■ Activity A
List every place that the news report on the MPs' European tour says this year's delegation will visit.
■ Activity B
Summarize the news report on the MPs' European tour in two sentences.
■ Activity C
Carry on the news report on the MPs' European tour from where it stops.

■ Text excerpt
It’s fanciful to believe such delegations have any real benefit for NZ , says party leader.

A taxpayer-funded tour of Europe for MPs is a junket and will not deliver any real benefit to New Zealand, the Act Party says.

Five MPs - four of them with their partners - are on a $138,000 tour of Europe, led by Speaker David Carter.

National, Labour, the Greens and NZ First are represented.

Act leader David Seymour said he raised the issue of such travel soon after entering Parliament, and "I've never seen politicians who are normally so opposed to each other close ranks so rapidly".


"I was basically told that I was having sour grapes because as a very small party I would be unlikely to qualify for one of these junkets.

"These guys are paid three times the average salary. Air travel has never been cheaper and, frankly, if the rest of the world is a mystery to these guys, maybe they shouldn't be in Parliament."

This year's delegation will visit France, Ireland, Northern Ireland, Poland and Germany over 14 days.

■ Source material
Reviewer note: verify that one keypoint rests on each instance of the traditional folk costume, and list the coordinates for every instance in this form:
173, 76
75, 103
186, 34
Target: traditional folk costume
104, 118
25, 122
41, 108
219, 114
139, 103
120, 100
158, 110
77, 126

■ Task response A
France, Ireland, Northern Ireland, Poland, Germany

■ Task response B
The Act Party calls a $138,000 taxpayer-funded European tour by five MPs, led by Speaker David Carter, a junket that will not deliver any real benefit to New Zealand. Act leader David Seymour says that when he raised the issue, he was told he had sour grapes, and he argues that well-paid MPs who find the rest of the world a mystery maybe shouldn't be in Parliament.

■ Task response C
Mr Carter has said the visit is an opportunity to meet political leaders and strengthen some of New Zealand's "oldest and most significant contemporary relationships with European countries".

Accompanying him will be National's Deputy Speaker, Chester Borrows, first-term Labour MP Adrian Rurawhe, Green Party foreign affairs spokesman Kennedy Graham, first-term NZ First MP Fletcher Tabuteau and two parliamentary staff.

Mr Seymour said it was fanciful to suggest such delegations would have any real benefit for NZ.

"The idea that sending a dozen MPs is critical to improving our foreign relations, when a quarter of our economy is trade, does seem a bit on the far edge of things."

Steve Cutting, manager of the Parliamentary Relations section of the Office of the Clerk of the House, previously told the Herald that costs for partners, including flights, were covered by the taxpayer. However, yesterday more detail was provided.


MPs can use the value of one business-class return airfare to enable their partners to accompany them - they can downgrade their airfares and use the savings to help pay for their companion. Any additional cost associated with members' partners accompanying them must be met by the MPs themselves, said Mary Harris, Clerk of the House of Representatives.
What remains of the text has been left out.